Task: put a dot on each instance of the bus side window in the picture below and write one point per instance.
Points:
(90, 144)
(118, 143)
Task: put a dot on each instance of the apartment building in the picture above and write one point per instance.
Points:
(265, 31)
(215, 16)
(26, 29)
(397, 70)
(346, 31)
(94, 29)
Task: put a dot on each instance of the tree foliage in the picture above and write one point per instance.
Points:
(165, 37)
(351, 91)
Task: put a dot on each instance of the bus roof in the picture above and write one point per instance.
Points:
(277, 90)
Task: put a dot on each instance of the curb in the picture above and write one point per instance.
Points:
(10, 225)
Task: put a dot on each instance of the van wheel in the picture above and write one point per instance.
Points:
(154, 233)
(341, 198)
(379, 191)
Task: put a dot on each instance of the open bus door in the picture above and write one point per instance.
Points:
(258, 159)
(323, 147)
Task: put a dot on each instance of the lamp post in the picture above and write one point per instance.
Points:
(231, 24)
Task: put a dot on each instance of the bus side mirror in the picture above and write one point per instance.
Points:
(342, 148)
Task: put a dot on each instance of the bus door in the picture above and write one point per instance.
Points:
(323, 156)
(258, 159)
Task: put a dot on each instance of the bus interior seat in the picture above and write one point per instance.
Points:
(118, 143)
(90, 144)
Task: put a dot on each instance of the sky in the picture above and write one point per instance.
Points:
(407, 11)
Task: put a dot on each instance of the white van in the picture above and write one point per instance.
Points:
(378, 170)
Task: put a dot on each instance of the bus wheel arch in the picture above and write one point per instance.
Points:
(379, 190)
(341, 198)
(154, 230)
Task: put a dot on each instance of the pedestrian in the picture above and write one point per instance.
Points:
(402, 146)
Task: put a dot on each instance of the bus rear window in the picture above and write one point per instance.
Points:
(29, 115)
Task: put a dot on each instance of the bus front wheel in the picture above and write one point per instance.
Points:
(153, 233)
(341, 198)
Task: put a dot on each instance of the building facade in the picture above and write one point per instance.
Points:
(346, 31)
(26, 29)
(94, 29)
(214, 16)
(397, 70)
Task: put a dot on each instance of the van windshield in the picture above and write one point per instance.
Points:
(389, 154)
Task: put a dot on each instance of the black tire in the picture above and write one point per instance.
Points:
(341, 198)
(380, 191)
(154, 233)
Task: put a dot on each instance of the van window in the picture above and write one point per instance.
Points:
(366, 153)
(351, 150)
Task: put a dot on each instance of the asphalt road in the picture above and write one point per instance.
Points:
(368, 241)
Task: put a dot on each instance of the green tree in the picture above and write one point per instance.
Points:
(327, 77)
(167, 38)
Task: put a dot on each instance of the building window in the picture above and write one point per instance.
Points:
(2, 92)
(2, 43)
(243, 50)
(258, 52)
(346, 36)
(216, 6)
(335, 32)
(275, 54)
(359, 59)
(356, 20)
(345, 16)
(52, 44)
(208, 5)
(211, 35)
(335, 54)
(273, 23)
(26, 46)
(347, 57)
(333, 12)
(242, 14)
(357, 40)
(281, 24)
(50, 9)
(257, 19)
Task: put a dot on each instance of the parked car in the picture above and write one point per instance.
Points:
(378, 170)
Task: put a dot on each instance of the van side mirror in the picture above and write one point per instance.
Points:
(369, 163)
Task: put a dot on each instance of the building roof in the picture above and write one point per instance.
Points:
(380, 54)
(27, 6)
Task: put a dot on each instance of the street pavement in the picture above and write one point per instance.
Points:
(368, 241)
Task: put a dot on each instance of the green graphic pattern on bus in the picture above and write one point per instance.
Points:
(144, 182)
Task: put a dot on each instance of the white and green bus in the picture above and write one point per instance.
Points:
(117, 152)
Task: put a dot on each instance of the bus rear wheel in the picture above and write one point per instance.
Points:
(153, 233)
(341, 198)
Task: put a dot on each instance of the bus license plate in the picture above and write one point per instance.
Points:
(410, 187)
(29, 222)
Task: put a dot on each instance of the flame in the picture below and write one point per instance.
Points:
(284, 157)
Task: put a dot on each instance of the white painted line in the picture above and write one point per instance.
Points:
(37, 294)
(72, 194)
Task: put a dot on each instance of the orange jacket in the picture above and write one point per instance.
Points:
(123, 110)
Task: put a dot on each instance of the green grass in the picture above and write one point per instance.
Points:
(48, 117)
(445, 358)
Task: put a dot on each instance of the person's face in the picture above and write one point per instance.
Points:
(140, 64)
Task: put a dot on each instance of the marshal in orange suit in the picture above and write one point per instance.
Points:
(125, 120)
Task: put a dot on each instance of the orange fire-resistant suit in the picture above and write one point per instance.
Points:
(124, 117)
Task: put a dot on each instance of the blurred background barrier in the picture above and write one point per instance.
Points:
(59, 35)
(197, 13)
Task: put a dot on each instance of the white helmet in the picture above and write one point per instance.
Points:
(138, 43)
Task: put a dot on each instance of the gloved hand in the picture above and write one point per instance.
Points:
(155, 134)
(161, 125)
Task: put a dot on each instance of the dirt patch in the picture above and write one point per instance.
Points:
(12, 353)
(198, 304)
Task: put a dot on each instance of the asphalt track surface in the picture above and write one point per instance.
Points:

********

→ Activity:
Read the entries and pick out all lines that include the word "asphalt".

→ Output for this exercise:
Task: put a dot on each instance of the asphalt road in the picture above and write one point per instance.
Task: put a dot on each instance of the asphalt track surface in the picture above and write one point per instance.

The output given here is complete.